EXERCISE DESCRIPTION = Return each line below exactly as it reads, and omit any image in it.

--- --- ---

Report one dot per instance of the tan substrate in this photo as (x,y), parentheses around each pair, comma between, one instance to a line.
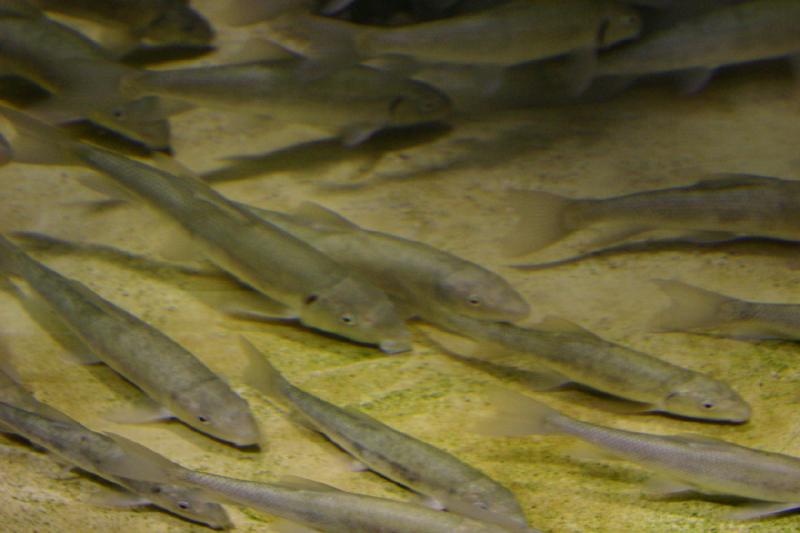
(649,138)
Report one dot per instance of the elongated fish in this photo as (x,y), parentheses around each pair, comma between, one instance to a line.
(716,209)
(163,369)
(581,357)
(684,463)
(511,33)
(412,272)
(352,102)
(171,22)
(311,504)
(699,310)
(81,75)
(393,454)
(746,31)
(98,454)
(311,286)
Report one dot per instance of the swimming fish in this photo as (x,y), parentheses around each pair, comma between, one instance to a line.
(97,453)
(160,22)
(684,463)
(417,465)
(352,101)
(412,272)
(720,208)
(309,285)
(514,32)
(164,370)
(695,309)
(576,355)
(305,502)
(695,47)
(82,76)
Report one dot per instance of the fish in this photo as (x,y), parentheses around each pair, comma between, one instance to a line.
(97,453)
(511,33)
(307,284)
(412,272)
(305,502)
(160,22)
(567,353)
(352,102)
(397,456)
(683,463)
(168,373)
(82,77)
(718,208)
(696,46)
(697,310)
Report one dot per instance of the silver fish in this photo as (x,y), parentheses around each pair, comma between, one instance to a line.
(716,209)
(164,370)
(310,286)
(402,458)
(352,101)
(698,310)
(98,454)
(576,355)
(311,504)
(684,463)
(412,272)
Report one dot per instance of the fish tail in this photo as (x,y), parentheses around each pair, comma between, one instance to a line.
(690,308)
(541,221)
(261,375)
(516,414)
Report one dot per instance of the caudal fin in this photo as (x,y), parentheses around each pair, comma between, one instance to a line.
(691,308)
(541,221)
(516,414)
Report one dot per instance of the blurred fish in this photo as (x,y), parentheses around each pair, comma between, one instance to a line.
(100,455)
(698,310)
(82,76)
(417,465)
(563,353)
(302,282)
(515,32)
(352,102)
(164,370)
(720,208)
(415,274)
(683,463)
(161,22)
(301,501)
(746,31)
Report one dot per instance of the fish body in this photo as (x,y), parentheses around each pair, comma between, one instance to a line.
(395,455)
(584,358)
(710,210)
(695,462)
(100,455)
(412,272)
(745,31)
(698,310)
(163,369)
(508,34)
(171,22)
(347,101)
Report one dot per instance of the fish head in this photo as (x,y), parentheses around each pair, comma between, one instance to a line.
(418,102)
(357,311)
(705,398)
(482,294)
(179,25)
(620,24)
(213,408)
(187,502)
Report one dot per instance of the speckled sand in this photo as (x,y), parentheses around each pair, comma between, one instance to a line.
(449,194)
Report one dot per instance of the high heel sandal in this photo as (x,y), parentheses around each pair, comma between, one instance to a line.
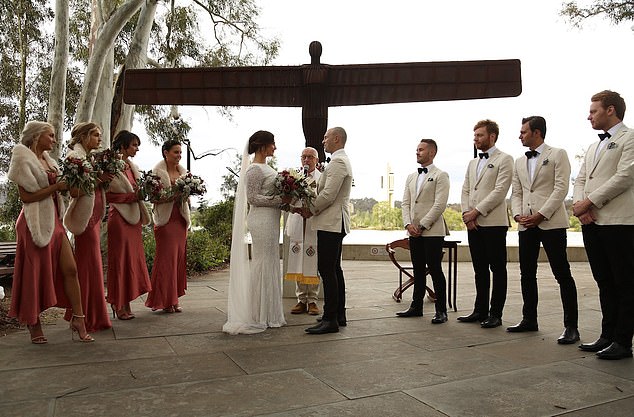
(40,339)
(73,329)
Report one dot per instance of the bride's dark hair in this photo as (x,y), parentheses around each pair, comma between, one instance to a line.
(259,139)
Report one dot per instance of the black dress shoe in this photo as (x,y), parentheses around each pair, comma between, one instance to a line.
(615,351)
(569,336)
(324,327)
(410,312)
(595,346)
(341,320)
(439,318)
(471,318)
(523,326)
(491,322)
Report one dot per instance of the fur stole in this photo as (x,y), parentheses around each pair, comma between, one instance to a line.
(26,171)
(162,212)
(80,209)
(131,212)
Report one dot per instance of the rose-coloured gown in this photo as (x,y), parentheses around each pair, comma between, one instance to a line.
(169,272)
(127,272)
(90,272)
(38,282)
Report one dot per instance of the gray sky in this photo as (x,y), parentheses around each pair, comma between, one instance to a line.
(561,68)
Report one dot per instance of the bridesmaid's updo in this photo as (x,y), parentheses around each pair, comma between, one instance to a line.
(259,139)
(123,140)
(168,145)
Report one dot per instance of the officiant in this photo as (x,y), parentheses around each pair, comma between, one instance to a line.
(302,248)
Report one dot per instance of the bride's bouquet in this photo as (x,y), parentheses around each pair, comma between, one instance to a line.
(151,187)
(108,162)
(78,173)
(189,184)
(293,183)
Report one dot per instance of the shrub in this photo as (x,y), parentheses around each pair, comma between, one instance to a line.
(205,252)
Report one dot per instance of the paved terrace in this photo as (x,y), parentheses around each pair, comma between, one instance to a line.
(380,365)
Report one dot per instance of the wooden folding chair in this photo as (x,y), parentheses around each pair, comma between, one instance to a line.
(404,270)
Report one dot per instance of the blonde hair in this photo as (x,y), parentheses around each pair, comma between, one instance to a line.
(32,131)
(80,131)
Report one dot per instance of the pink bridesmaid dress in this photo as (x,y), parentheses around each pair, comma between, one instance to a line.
(90,272)
(127,272)
(169,272)
(38,282)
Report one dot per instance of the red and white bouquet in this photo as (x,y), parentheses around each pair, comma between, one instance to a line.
(78,173)
(151,187)
(189,184)
(293,183)
(108,162)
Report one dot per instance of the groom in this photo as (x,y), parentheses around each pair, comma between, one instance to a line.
(332,223)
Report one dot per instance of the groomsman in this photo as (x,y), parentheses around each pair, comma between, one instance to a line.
(484,212)
(424,201)
(540,185)
(332,223)
(603,201)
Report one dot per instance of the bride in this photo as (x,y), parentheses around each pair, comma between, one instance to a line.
(255,289)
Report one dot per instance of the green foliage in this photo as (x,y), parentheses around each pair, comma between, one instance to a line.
(149,247)
(575,224)
(386,217)
(217,220)
(10,209)
(615,11)
(453,218)
(205,251)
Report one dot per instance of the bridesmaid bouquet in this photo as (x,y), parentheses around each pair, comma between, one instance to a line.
(189,184)
(151,187)
(78,173)
(108,162)
(293,183)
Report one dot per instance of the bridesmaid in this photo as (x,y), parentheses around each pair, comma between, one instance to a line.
(83,219)
(127,272)
(171,221)
(45,272)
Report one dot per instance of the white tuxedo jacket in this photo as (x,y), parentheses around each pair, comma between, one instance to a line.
(426,207)
(545,192)
(331,206)
(487,192)
(608,179)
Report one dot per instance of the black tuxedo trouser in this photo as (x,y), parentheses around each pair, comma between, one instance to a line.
(555,243)
(329,266)
(487,246)
(610,250)
(427,252)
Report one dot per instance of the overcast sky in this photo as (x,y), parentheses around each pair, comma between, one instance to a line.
(561,68)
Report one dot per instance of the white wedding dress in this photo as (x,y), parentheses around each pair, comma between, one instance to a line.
(255,300)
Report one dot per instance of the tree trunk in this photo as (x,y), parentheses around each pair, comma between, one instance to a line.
(103,44)
(24,51)
(137,58)
(57,92)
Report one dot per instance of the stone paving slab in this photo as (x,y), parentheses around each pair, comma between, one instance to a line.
(236,396)
(393,404)
(544,390)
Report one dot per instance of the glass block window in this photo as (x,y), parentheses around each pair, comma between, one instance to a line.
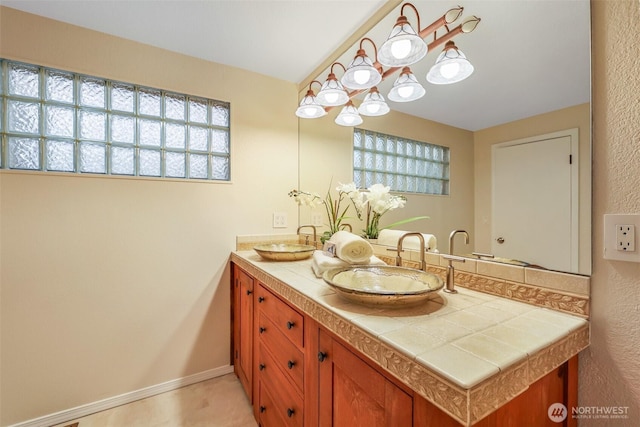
(58,121)
(404,165)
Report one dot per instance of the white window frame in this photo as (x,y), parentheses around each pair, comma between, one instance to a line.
(83,127)
(403,164)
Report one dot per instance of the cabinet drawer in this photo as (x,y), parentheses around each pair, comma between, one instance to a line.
(286,356)
(285,318)
(280,404)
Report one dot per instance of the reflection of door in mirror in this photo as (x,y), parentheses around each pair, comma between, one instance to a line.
(535,199)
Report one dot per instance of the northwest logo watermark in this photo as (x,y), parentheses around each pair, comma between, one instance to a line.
(558,412)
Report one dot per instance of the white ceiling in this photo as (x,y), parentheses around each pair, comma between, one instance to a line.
(530,56)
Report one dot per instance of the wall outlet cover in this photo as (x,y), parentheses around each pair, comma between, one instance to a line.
(621,237)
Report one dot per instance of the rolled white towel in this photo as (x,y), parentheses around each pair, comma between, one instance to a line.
(390,238)
(321,263)
(351,248)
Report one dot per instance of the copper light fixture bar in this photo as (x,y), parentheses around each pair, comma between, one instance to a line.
(467,26)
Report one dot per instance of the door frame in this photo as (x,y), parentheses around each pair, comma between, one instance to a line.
(573,134)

--- --- ---

RESULT BELOW =
Report one dot per instance of the tan substrate in this photo as (x,y), parentheses around each pair, comma between, one instance to a line.
(649,138)
Report one dot per instance of the elongated fish in this photo as (x,y), parentheses around each pair, comma between, one instance to a line.
(716,209)
(163,369)
(581,357)
(684,463)
(511,33)
(412,272)
(352,102)
(171,22)
(311,504)
(699,310)
(81,75)
(393,454)
(746,31)
(98,454)
(311,286)
Report one dot per instance of the swimming fish in this photo as (x,y), parentheses around each pair, comma between, one instance to a line.
(97,453)
(160,22)
(684,463)
(417,465)
(352,101)
(412,272)
(720,208)
(309,285)
(514,32)
(164,370)
(695,309)
(576,355)
(305,502)
(695,47)
(82,76)
Report one dot per instance of the fish in this photo as (x,y), parentheses around each pair, comma between, one instance to a line.
(97,453)
(511,33)
(307,284)
(412,272)
(305,502)
(160,22)
(567,353)
(352,102)
(397,456)
(683,463)
(168,373)
(82,77)
(718,208)
(696,46)
(697,310)
Report one dot per instance of the silver fish in this photo as (x,y), parentheses around each pair, comma between, one instance to a line.
(716,209)
(164,370)
(310,286)
(402,458)
(352,101)
(698,310)
(98,454)
(576,355)
(311,504)
(684,463)
(412,272)
Report one dot per instance of the fish tail in this photo as (x,y), parentheses around each pair, comma between, one instance to a line.
(690,308)
(541,221)
(261,375)
(516,414)
Report one dot per instance of the caudal fin in this photo as (x,y), parentheses around each pair, comma between, one instance to a line.
(691,308)
(541,221)
(516,414)
Report one dot per instance of the blurred fish in this photo as (x,y), parentheses around each pair, comma between, one instance to a line.
(100,455)
(698,310)
(82,76)
(417,465)
(563,353)
(302,282)
(515,32)
(352,102)
(164,370)
(720,208)
(415,274)
(683,463)
(161,22)
(301,501)
(746,31)
Report one dot per instance of the fish body in this photo as (x,y), parentheses around each pair, comma between, one instance to a line.
(395,455)
(584,358)
(710,210)
(695,462)
(100,455)
(412,272)
(745,31)
(698,310)
(163,369)
(508,34)
(171,22)
(347,101)
Report one dot per instance of the fish head in this photo as (x,y), parentheses around each pair, comma between, one instance to a line.
(418,102)
(357,311)
(705,398)
(482,294)
(179,25)
(620,24)
(213,408)
(187,502)
Report one dot per instance of the speckled sand in this photo as (x,y), parentheses around each pair, comma between, one instance to a line.
(449,194)
Report one dot per instance of the high heel sandal in this photo as (x,y), parentheses around each pair, comma between, one instance to a line.
(40,339)
(73,329)
Report one dot per instance of the bride's dark hair in this photo as (x,y), parentheses around each pair, comma between, one instance to a line.
(259,139)
Report one dot per instance of the black dress shoe in this photo as (x,y), parentheses around each pair, comma between, one instance to a line.
(615,351)
(569,336)
(324,327)
(410,312)
(595,346)
(341,320)
(439,318)
(471,318)
(523,326)
(491,322)
Report one dot per instance of the fur stole in this photo as (x,y), parentheses around each pair, comma between, one instance to a line.
(26,171)
(162,212)
(80,209)
(131,212)
Report one dot per instance of the rose-coloured gown in this photo as (x,y), parentheses around each pair, comma between, one instance to a line.
(169,272)
(127,272)
(90,272)
(38,282)
Report one dot per instance of the gray sky in this photo as (x,y), parentheses around each pair, comma between, one instance to a line.
(561,68)
Report one dot per instance of the bridesmaid's updo in this photo as (x,y), parentheses around each pair, comma between, one instance to a line.
(259,139)
(123,140)
(168,145)
Report one dot per instance of the officiant in this photo as (x,y), parentheses around each pair, comma between, one instance to a line.
(302,248)
Report one dot per instance of the bride's bouquet in this photo as (x,y), parentheses around each pair, comma between, one instance to a line.
(151,187)
(108,162)
(78,173)
(189,184)
(293,183)
Report one dot per instance of the shrub in this photo as (x,y), parentheses around each pair, comma between, one instance to a line.
(205,252)
Report one dot per instance of the paved terrace in this photo as (x,y), parentheses around each pair, comma between, one instance to a line.
(380,365)
Report one dot per instance of the wooden folding chair in this photo as (x,y), parentheses around each pair, comma between, one instance to a line.
(404,270)
Report one dot per instance of the blonde hair in this photo as (x,y), parentheses around each pair, comma between, one instance to a line.
(32,131)
(80,131)
Report one dot per instance of the pink bridesmaid dress in this photo as (x,y), parentheses around each pair, comma between, one instance to a line.
(90,272)
(127,272)
(169,272)
(38,282)
Report one dot per instance of the red and white bouquet in this photo as (x,y), parentheses around each pair, comma between, one instance to a line.
(78,173)
(151,187)
(189,184)
(293,183)
(108,162)
Report one dot per instance of the groom in this photo as (x,y), parentheses around each pair, comma between, one instance to a line.
(332,223)
Report one dot per instance of the groomsman in this photo as (x,y), parentheses around each pair, comma between, one instance to a line.
(484,212)
(424,201)
(540,185)
(332,223)
(603,201)
Report one dot per instance of the bride in this photo as (x,y), parentheses around each pair, comma between, one instance to a line.
(255,289)
Report one dot per instance of the green foliage in this photo as (x,y), parentheses around each pair, comma between, one instance to a line.
(149,247)
(575,224)
(386,217)
(217,220)
(10,209)
(615,11)
(453,218)
(205,251)
Report one dot per instance of the bridesmaid bouquet in this photo as (x,y), parentheses around each pair, comma between, one instance to a line.
(189,184)
(151,187)
(78,173)
(108,162)
(293,183)
Report one dot per instance of the bridesmaid in this photo as (x,y), parentheses around each pair, comma between, one instance to a line.
(83,219)
(127,272)
(171,221)
(45,272)
Report one dot per instance of the white tuxedo jacket in this photo as (x,y), parentheses around each pair, comma between, one instance to a line.
(426,207)
(545,192)
(331,206)
(487,192)
(608,179)
Report one dot per instance of the black tuxedo trouser in this photo as (x,y), parentheses around each pair, comma between, one instance to a line.
(555,243)
(329,266)
(487,246)
(610,250)
(427,252)
Report one dot per instance of the overcast sky in this photo as (x,y), parentheses around each pair, comma between, one instance to a line.
(561,68)
Report one dot per instance of the white wedding dress in this photo as (x,y), parentheses around each pair, comma between, one instance to a line.
(255,300)
Report one dot per instance of the tree trunk in this photo as (x,y), parentheses around each pair, comma between, one instance to a line.
(103,44)
(24,51)
(137,58)
(57,92)
Report one dot per instance of the stone paving slab in this photo as (x,y), parentheses around each pair, comma between, one instance to a line.
(236,396)
(393,404)
(544,390)
Report one dot per instance of the glass block window in this photo as (x,y), parentheses around each pair, comma between, one instance to a line.
(58,121)
(404,165)
Report one dot per instance of the white window frame in this photo as (x,y), parentheses around each pair, comma between, one instance to a line.
(83,127)
(403,164)
Report one dot per instance of the cabinet drawer in this photo as (x,y), parentheses around each pair, comma between, one instance to a line.
(286,356)
(285,318)
(280,404)
Report one dot per instance of the reflection of door in mirror in this photo as (x,y), parentheses around each pair, comma between, one instance to a line.
(535,199)
Report one dot per instance of the northwest logo watermark in this photo as (x,y), parentheses around each pair, comma between, one instance to a line.
(558,412)
Report one dot per instance of the white ceiling in this photo as (x,y), parentheses around each pair, comma between, one instance to a line.
(530,56)
Report one dot per instance of the wall outlet cover in this photo as (x,y), parentheses around each pair, comma between, one instance to a line.
(621,237)
Report one dot per instance of the rolled white towel in this photo as (x,y), parentheses around each pair, comma between, one instance to a line.
(390,238)
(321,263)
(351,248)
Report one dot per instance of the copper light fixture bar in this photo as (x,y), parentheses around each pair, comma between, one instance to a line.
(467,26)
Report one dot per instance of the door frame in this photo as (x,y), parentheses around each pair, comma between, one instance to a line.
(573,134)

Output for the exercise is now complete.